__Given instruction 1__
In the thread on teaching linear algebra below, which book is suggested as a better text?

__Text block__
++++++

This book spends three chapters on the mechanics of matrix operations before defining a vector space, and then it jumps into determinants.
IMO this is the wrong way to understand linear algebra, and the typical path of a lot of introductory text books. A better text: Axler's "Linear Algebra Done Right"
As a math professor, I think you can get by without defining vector spaces -- I think it is a little bit difficult to come up with examples, other than R^n or C^n, which seem motivated and interesting to the beginner. The truly important example (IMHO) is R^n without a choice of basis -- but I think this can only be well motivated after you've seen a lot of linear algebra, not before.
Mechanics of matrix operations are not pleasant to teach, they make the subject seem like a bunch of contrived and confusing examples. Same for the "row echelon" stuff. Alright, you now have an algorithm for solving systems of equations... but presenting linear algebra as an algorithm sells it short.
What is really important in my view is the geometry of the subject, which is already very interesting in two dimensions. Problem: Here is a linear transformation, given as a 2x2 matrix. Draw a picture which illustrates what this does to the plane. If you ask me, this is much more important than most of the crap that gets taught and tested in most courses in linear algebra.

++++++

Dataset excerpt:
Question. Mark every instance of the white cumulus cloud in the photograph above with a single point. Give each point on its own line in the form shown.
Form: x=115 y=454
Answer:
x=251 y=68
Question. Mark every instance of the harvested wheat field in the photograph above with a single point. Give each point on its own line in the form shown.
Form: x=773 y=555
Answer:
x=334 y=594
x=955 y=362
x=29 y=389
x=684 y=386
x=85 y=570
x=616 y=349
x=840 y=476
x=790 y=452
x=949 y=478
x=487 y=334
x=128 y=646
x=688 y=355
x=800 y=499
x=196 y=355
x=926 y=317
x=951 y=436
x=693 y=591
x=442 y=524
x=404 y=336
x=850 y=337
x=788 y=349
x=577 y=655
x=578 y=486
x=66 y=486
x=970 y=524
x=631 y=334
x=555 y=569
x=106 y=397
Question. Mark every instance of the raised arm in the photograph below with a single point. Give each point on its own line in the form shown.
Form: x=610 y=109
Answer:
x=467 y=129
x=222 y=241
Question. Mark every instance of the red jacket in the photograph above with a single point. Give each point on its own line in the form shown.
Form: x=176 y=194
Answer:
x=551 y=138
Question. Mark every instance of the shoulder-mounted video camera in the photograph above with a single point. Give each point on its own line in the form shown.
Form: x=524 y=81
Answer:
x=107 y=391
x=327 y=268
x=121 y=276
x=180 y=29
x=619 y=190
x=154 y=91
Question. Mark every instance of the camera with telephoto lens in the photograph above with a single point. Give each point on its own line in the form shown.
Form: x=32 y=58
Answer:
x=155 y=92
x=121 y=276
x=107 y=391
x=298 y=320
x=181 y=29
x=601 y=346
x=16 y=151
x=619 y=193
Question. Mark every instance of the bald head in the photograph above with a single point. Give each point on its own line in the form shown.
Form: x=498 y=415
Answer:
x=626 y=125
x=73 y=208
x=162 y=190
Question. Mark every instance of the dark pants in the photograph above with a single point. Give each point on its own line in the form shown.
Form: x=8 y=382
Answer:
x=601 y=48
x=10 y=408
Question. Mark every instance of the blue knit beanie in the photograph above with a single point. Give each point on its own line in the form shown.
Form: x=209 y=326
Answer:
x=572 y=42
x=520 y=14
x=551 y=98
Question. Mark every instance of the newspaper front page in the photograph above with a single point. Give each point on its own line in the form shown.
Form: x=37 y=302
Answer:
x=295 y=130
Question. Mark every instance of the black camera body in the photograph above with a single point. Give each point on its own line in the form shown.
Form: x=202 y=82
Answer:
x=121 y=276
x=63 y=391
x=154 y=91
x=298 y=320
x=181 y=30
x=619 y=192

++++++

__Given instruction 2__
Rewrite the rows from the line containing "Question. Mark every instance of the newspaper" through the line containing "x=295 y=130", swapping "front page" for "headline" and leaving everything else the same.

__Correct result 1__
Axler's "Linear Algebra Done Right"

__Correct result 2__
Question. Mark every instance of the newspaper headline in the photograph above with a single point. Give each point on its own line in the form shown.
Form: x=37 y=302
Answer:
x=295 y=130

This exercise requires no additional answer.